Resulta sobrecogedor que una institución que está creada para formar personas felices, sea el lugar en el que algunos alumnos y algunas alumnas encuentran dolor, angustia, desesperación e, incluso, la muerte. Hablo del bullying o acoso escolar. Se trata de un acto o una serie de actos intimidatorios y normalmente agresivos o de manipulación por parte de una persona o varias contra otra persona o varias, normalmente durante un cierto tiempo. Es ofensivo y se basa en un desequilibrio de poderes.
Acabo de prologar
un libro, coordinado por Arnaldo Canales, que pronto verá la luz en Santiago de
Chile. Se titula “Historias que sanan”. Una hermosa paradoja este título ya que
las historias que han causado daño, al ser contadas, curan a quienes las
cuentan y a quienes las leen. Arnaldo, presidente de la Fundación Liderazgo
Chile e impulsor de la Ley de Educación Emocional en dicho país, predica con el
ejemplo. Pide que otros escriban, pero lo él hace también en un doble y
valiente relato, uno en el que humildemente se confiesa verdugo y otro en el
que describe sus vivencias de víctima.

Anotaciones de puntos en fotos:
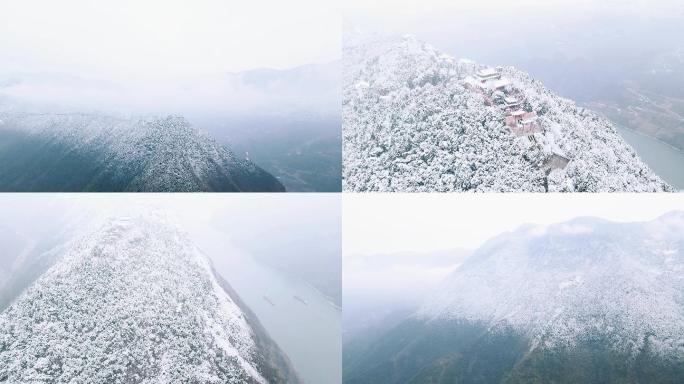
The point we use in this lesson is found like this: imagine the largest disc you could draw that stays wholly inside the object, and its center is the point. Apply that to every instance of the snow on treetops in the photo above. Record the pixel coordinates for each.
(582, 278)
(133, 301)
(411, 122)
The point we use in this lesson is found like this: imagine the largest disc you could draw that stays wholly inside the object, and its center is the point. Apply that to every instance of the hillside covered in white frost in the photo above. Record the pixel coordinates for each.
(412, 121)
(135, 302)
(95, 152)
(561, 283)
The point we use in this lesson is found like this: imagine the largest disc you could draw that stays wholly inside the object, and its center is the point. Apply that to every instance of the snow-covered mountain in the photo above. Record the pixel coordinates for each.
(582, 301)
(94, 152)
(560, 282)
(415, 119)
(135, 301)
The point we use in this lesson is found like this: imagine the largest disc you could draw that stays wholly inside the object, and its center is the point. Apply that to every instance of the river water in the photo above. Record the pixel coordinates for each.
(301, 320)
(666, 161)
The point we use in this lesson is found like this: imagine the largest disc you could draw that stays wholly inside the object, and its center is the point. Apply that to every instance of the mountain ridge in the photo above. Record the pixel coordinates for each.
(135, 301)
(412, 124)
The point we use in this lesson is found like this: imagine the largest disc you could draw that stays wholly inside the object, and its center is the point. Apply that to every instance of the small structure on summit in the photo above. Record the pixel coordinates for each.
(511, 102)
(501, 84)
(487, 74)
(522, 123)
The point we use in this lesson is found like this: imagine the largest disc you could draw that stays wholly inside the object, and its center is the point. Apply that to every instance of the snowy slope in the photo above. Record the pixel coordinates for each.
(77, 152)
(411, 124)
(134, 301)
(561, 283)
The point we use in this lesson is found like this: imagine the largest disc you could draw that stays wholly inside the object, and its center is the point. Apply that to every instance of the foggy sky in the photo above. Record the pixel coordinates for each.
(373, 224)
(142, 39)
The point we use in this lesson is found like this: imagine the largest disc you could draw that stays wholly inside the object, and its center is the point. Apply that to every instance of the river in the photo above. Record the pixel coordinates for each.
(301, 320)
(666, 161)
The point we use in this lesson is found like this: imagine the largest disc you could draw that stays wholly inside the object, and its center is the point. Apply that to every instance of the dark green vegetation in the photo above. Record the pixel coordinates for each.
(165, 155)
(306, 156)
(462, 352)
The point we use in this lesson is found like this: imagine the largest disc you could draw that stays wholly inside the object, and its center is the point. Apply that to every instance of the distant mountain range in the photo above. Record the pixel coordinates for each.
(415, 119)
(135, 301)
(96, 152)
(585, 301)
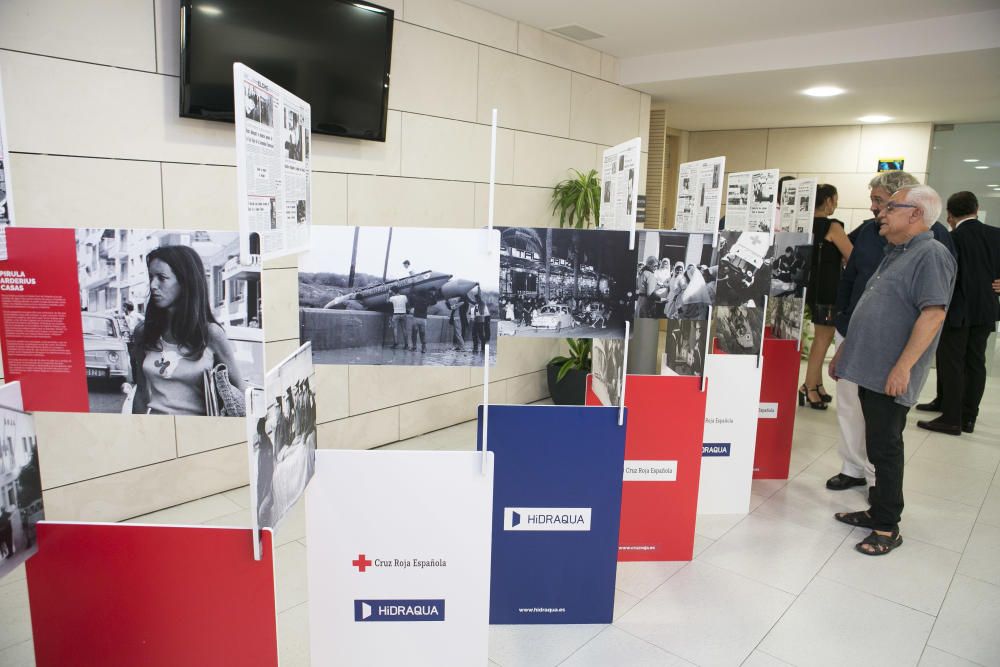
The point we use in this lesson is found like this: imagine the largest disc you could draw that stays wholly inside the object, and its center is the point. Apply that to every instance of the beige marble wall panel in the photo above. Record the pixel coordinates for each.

> [Enunciado A] Reproduce textualmente el fragmento del texto sobre el acoso escolar que va desde "Resulta sobrecogedor que" hasta "desequilibrio de poderes.".
> [Enunciado B] Según el texto sobre el acoso escolar, ¿qué título lleva el libro coordinado por Arnaldo Canales?
> [Enunciado C] Enumera todo lo que, según el texto sobre el acoso escolar, encuentran algunos alumnos y algunas alumnas en la institución creada para formar personas felices.

> [Solución A]
Resulta sobrecogedor que una institución que está creada para formar personas felices, sea el lugar en el que algunos alumnos y algunas alumnas encuentran dolor, angustia, desesperación e, incluso, la muerte. Hablo del bullying o acoso escolar. Se trata de un acto o una serie de actos intimidatorios y normalmente agresivos o de manipulación por parte de una persona o varias contra otra persona o varias, normalmente durante un cierto tiempo. Es ofensivo y se basa en un desequilibrio de poderes.

> [Solución B] "Historias que sanan".

> [Solución C]
- Dolor
- Angustia
- Desesperación
- La muerte